The task:
Format every line of the entries below as a Markdown table with the columns No. and Line, numbering the rows in order and leaving out blank lines.
* start Extracted records *
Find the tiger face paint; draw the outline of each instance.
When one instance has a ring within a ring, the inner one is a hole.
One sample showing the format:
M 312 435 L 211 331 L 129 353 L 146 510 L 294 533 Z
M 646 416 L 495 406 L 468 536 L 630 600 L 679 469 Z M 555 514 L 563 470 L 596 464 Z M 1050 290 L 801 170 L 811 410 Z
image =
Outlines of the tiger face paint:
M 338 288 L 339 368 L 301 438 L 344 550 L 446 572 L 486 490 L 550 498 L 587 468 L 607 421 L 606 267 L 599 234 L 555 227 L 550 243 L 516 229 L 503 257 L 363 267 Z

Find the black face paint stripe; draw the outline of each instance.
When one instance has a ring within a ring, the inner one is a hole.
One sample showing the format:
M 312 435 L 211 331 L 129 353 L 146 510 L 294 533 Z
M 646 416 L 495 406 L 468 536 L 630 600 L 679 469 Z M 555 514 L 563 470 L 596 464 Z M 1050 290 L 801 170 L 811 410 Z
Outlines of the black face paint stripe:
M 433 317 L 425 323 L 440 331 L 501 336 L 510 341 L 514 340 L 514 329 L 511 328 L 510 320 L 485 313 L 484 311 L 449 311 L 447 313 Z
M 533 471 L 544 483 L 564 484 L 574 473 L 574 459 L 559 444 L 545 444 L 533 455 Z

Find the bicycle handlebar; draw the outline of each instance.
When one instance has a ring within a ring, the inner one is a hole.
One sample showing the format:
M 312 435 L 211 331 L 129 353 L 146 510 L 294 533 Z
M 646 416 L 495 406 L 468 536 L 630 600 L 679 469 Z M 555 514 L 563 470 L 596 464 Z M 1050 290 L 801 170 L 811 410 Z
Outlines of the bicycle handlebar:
* end Extracted records *
The answer:
| No. | Line |
|---|---|
| 1 | Find the tiger face paint; draw the outline of each instance. |
| 2 | When one instance has a ring within a ring, the inner one is a hole. |
| 3 | One sample showing the format: |
| 4 | M 312 435 L 211 331 L 129 353 L 146 510 L 294 533 Z |
| 5 | M 646 416 L 495 406 L 468 536 L 630 600 L 679 469 Z M 555 514 L 563 470 L 596 464 Z M 1050 290 L 801 170 L 811 410 Z |
| 6 | image = |
| 7 | Outlines of the tiger face paint: |
| 8 | M 338 288 L 339 368 L 301 438 L 344 550 L 446 572 L 486 490 L 550 498 L 587 468 L 607 421 L 606 267 L 599 234 L 555 227 L 550 243 L 516 229 L 503 257 L 363 267 Z |
| 9 | Find the black face paint stripe; draw the outline of each instance. |
| 10 | When one instance has a ring within a ring, the inner one is a hole. |
| 11 | One sample showing the format: |
| 12 | M 312 435 L 211 331 L 129 353 L 146 510 L 294 533 Z |
| 13 | M 646 416 L 495 406 L 468 536 L 630 600 L 679 469 Z M 555 514 L 563 470 L 596 464 Z M 1050 290 L 801 170 L 811 410 Z |
| 14 | Outlines of the black face paint stripe: |
| 15 | M 433 317 L 425 323 L 440 331 L 501 336 L 510 341 L 514 340 L 514 329 L 511 328 L 510 320 L 485 313 L 484 311 L 449 311 L 447 313 Z |
| 16 | M 533 471 L 544 483 L 564 484 L 574 473 L 574 459 L 559 444 L 545 444 L 533 455 Z |
| 17 | Find the bicycle handlebar; draw the outline of each instance. |
| 18 | When one instance has a ring within a ring, the inner one is a hole. |
| 19 | One sample showing the format: |
| 20 | M 312 435 L 211 331 L 129 353 L 146 510 L 294 533 Z |
| 21 | M 646 416 L 495 406 L 468 536 L 630 600 L 679 469 Z M 555 514 L 563 470 L 596 464 Z M 1050 290 L 801 170 L 811 410 Z |
| 22 | Outlines of the bicycle handlebar: |